Text segment —
>> Begin

Now take $p=2$, and suppose that both $n$ and $2n$ are in $T$. First note that $v_n$ must be even, as otherwise $v_{2n}=v_n^2-2Q^n$ would be odd. Also, we  have $n\mid Q^n$, so that every prime factor $q$ of $n$ divides $Q$. (Note that this works too if $q=2$, as then $4\mid v_{2n}$.) But $q$ must also divide $P$, as otherwise $v_n\equiv P^n\not\equiv 0\pmod{q}$. Hence $q$ is special, and $n$ is a product of special primes. If $n$ is even, then $2$ is special, so $P$ and $Q$ are both even. If $n$ is odd then, because $v_n$ is even, we must have either $P$ even and $Q$ odd or (from the recurrence) $P$ and $Q$ both odd and $3\mid n$. So we have either $P$ even or $Q$ odd and $3\mid n$.






 Conversely, assume that $n\in T$ is a product of special primes, and either $P$ is even or ($Q$ is odd and $3\mid n$). We know from Corollary \ref{C-spec} that every product of special primes is in $T$. So if $2$ is special, then $2n\in T$. So we can assume $2$ is not special, and hence that $n$ is odd. If $P$ is even, then, from the recurrence, all the $v_k$, in particular $v_n$ and $v_{2n}$, are even. Also, if $P$ and $Q$ are both odd
 and  $3\mid n$, then $v_n$ and $v_{2n}=v_n^2-2Q^n$ are both even. Since for every prime factor $q$ of $n$  with $q^\lambda\|n$ we have $\lambda\le \log_q n<n$, so that $n\mid Q^n$. Hence $2n\mid v_{2n}$, $2n\in T$.


The proof of part (b) is just the same as that for Theorem \ref{S-Basic}(b).


To prove part (c): we see easily from Theorem \ref{T-down} and Proposition \ref{P-32}
 that the only possible (second
kind) basic numbers are $1$ and $6$. To find the conditions on $P$
and $Q$ that make $6$ basic, we assume that $6\in T$ but $2\notin
T$, $3\notin T$. Then $v_2=P^2-2Q$ is odd, so $P$ is odd. Also $3\nmid
v_3=P(P^2-3Q)$, so $P\ep{\pm 1}{6}$. From $6\mid
v_6=v_2(v_2^2-3Q^2)$ we have $Q$ odd and $3\mid v_2\ep{1-2Q}{3}$, so
that $Q\ep{-1}{6}$. Conversely, if $P\ep{\pm 1}{6}$ and $Q\ep{-1}{6}$ then it is easily checked that $6$ is basic. This proves part (c).




\section{Finiteness results for $S$ and for $T$.}\label{S-finite}
In this section we look at when $S$, $\mathcal P_S$, and $T$, $\mathcal P_T$ are finite. The results given here are essentially reformulations of results of Somer \cite{MR1271392}, \cite{MR1393479}.





\begin{theorem} \label{infinite} The set $S$ is finite if and only if $\De=1$, in which case $S=\{1\}$. For $S$ infinite, $\mathcal P_S$ is finite when $Q=0$ and $P\ne 0$, in which case $\mathcal P_S$ consists of the prime divisors of $P$. Otherwise, $\mathcal P_S$ is also infinite.

>> End

Given problem 1 —
Answer these questions using the passage on the sets S and T:
(a) Which numbers does the proof of part (c) name as the only possible second-kind basic numbers?
(b) The results in the finiteness section are reformulations of results by which author?
(c) For S infinite, under what condition on P and Q is $\mathcal P_S$ finite?
Given problem 2 —
Rename "basic" to "primitive" in the passage on the sets S and T, between "To prove part" and "proves part (c).", inclusive, and give that part again.
Given problem 3 —
Write what comes next in the passage on the sets S and T, starting after its last sentence.
These lines have no connection to the passage on the sets S and T.

[Dataset entries]
>> Begin

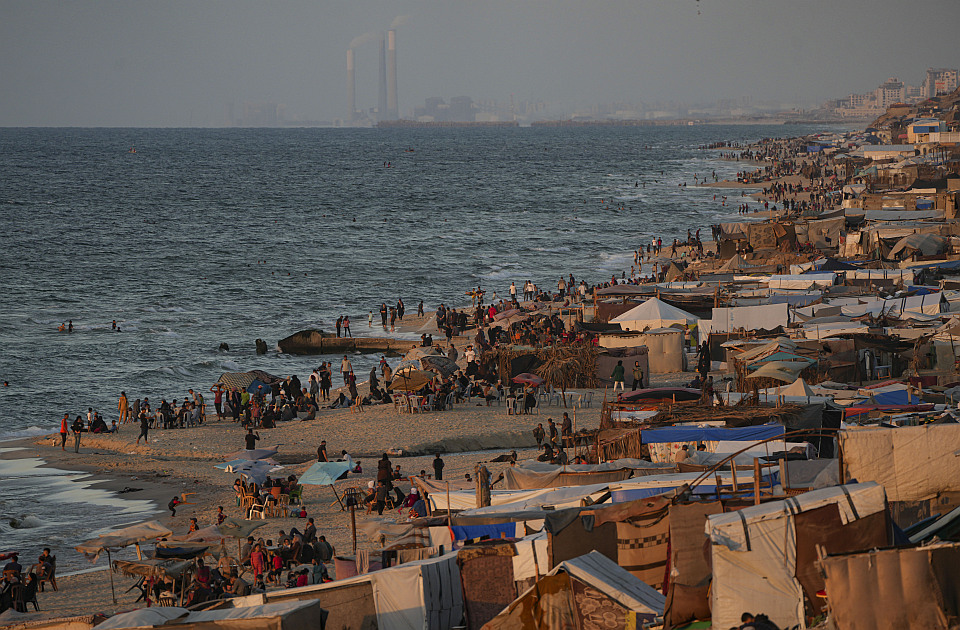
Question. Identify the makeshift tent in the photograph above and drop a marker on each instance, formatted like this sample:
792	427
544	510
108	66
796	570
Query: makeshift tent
763	556
326	473
921	244
158	568
785	371
654	313
891	589
522	478
913	463
737	263
665	353
281	616
243	380
418	595
590	591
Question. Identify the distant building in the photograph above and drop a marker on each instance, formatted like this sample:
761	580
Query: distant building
890	91
921	129
940	81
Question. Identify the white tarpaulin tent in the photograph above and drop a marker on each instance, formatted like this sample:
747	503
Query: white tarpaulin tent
653	313
753	553
766	316
554	601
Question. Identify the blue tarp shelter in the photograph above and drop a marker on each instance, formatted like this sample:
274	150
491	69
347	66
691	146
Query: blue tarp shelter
711	434
325	473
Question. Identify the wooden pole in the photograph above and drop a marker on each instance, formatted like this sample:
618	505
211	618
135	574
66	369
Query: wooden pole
353	524
449	515
756	481
110	569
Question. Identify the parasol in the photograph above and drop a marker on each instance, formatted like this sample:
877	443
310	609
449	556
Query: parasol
526	378
410	379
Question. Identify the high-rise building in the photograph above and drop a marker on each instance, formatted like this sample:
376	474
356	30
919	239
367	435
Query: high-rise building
941	81
393	111
382	92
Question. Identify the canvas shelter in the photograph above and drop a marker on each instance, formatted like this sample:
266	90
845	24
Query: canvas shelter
281	616
584	592
913	463
418	595
654	313
891	589
763	556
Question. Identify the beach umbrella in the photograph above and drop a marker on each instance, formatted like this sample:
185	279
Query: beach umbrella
785	371
526	378
410	379
254	454
120	538
254	470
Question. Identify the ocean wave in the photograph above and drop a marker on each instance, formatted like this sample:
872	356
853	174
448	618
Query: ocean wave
31	431
551	250
28	521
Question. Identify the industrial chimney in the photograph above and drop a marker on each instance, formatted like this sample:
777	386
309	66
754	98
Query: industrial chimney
351	87
393	113
382	101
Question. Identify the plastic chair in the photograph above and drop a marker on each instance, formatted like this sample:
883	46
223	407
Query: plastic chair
258	509
296	495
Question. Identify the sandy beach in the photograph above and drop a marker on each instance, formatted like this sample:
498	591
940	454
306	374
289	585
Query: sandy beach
182	460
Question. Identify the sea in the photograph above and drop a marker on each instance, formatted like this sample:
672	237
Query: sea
193	238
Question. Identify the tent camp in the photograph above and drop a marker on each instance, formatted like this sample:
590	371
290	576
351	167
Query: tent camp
419	595
585	592
654	313
913	463
889	589
282	616
763	556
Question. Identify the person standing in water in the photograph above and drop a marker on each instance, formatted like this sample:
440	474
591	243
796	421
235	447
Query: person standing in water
124	406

>> End

Right answer 1 —
(a) $1$ and $6$.
(b) Somer.
(c) When $Q=0$ and $P\ne 0$.

Right answer 2 —
To prove part (c): we see easily from Theorem \ref{T-down} and Proposition \ref{P-32}
 that the only possible (second
kind) primitive numbers are $1$ and $6$. To find the conditions on $P$
and $Q$ that make $6$ primitive, we assume that $6\in T$ but $2\notin
T$, $3\notin T$. Then $v_2=P^2-2Q$ is odd, so $P$ is odd. Also $3\nmid
v_3=P(P^2-3Q)$, so $P\ep{\pm 1}{6}$. From $6\mid
v_6=v_2(v_2^2-3Q^2)$ we have $Q$ odd and $3\mid v_2\ep{1-2Q}{3}$, so
that $Q\ep{-1}{6}$. Conversely, if $P\ep{\pm 1}{6}$ and $Q\ep{-1}{6}$ then it is easily checked that $6$ is primitive. This proves part (c).

Right answer 3 —
Furthermore,
$\mathcal P_S$  is the set $\mathcal P$ of all primes if and only if
every prime divisor of $Q$ is special. (This includes the case $Q=\pm 1$.)
\end{theorem}

For the proof, we note first that when $\De=1$, $\al$ and $\be$ are consecutive integers, and $1$ is the only basic element.
But there are no primes $p$ dividing $u_1\De=1$, so $\mathcal P_{S,1}$ is empty, and $S=\{1\}$. In all other
cases, $|u_1\De|>1$,  $\mathcal P_{S,1}$ is nonempty, with $p\in\mathcal P_{S,1}$ say, and then, by Corollary \ref{C-mn}, $p^k\in S$ for all $k\ge 0$,   making $S$ infinite.

Now assume $S$ is infinite. We recall that $(u_n)_{n\ge 0}$ is called {\it degenerate} if $Q=0$
or $\al/\be$ is a root of unity. (The latter alternative includes the case $P=0$, $Q\ne 0$.) We consider the two cases of $(u_n)$ being degenerate or nondegenerate separately.  If  $(u_n)$ is degenerate, then by \cite[Theorem 9]{MR1271392}
either
\begin{itemize}
\item  $P\ne 0$ and $Q=0$, so that then $S$ consists of those $n$ whose prime factors all divide $P$, and $\mathcal P_S=\mathcal P_{\operatorname{1st}}$ is the set of  prime divisors of $P$;

or

\item for some $r=1,2,3,4$ or $6$, $S$ has a subset $\{rk: k\in \mathbb N\}$ where $u_{rk}=0$, so that $\mathcal P_S=\mathcal P_{\operatorname{1st}}=\mathcal P$.
\end{itemize}

Now consider the case of $(u_n)$ nondegenerate. Then, by Somer \cite[Theorem
1]{MR1271392}, all but finitely many $u_n$ have a primitive prime divisor (a prime dividing
$u_n$ that do not divide $u_m$ for any $m<n$). So, using Theorem \ref{S-Basic}(a), $\mathcal P_S$ is infinite. Somer's theorem is based on results of Lekkerkerker \cite{MR0055373} and Schinzel \cite{MR0139567}. In fact Bilu, Hanrot
and Voutier \cite{MR1863855} have proved that for such sequences with no special primes every $u_n$ with
$n>30$ has a primitive divisor. They also listed exceptions with
$n\le 30$. Hence $u_{p^k}$ has a primitive prime divisor for all
sufficiently large $k$, making $\mathcal P_S$ infinite.   See  Abouzaid \cite{MR2289425} for corrections to their
list. Also Stewart \cite{MR0491445} and Shorey and Stewart \cite{MR602235} gave lower bounds for the largest prime divisor of $u_n$. 


This proof will be complete after we have proved the following. 
While this result is contained in Somer \cite[Theorem
8]{MR1271392}, we give another proof here.
\begin{prop}\label{P-allprimes} The set $\mathcal P_S$ is the whole of $\mathcal P$ if and
only if all primes are regular.
\end{prop}



\begin{proof}
First note that if there are any irregular primes then, by Corollary \ref{C-reg}, $\mathcal P_S$, being a subset of $\mathcal P_{\operatorname{1st}}$, cannot be the whole of $\mathcal P$.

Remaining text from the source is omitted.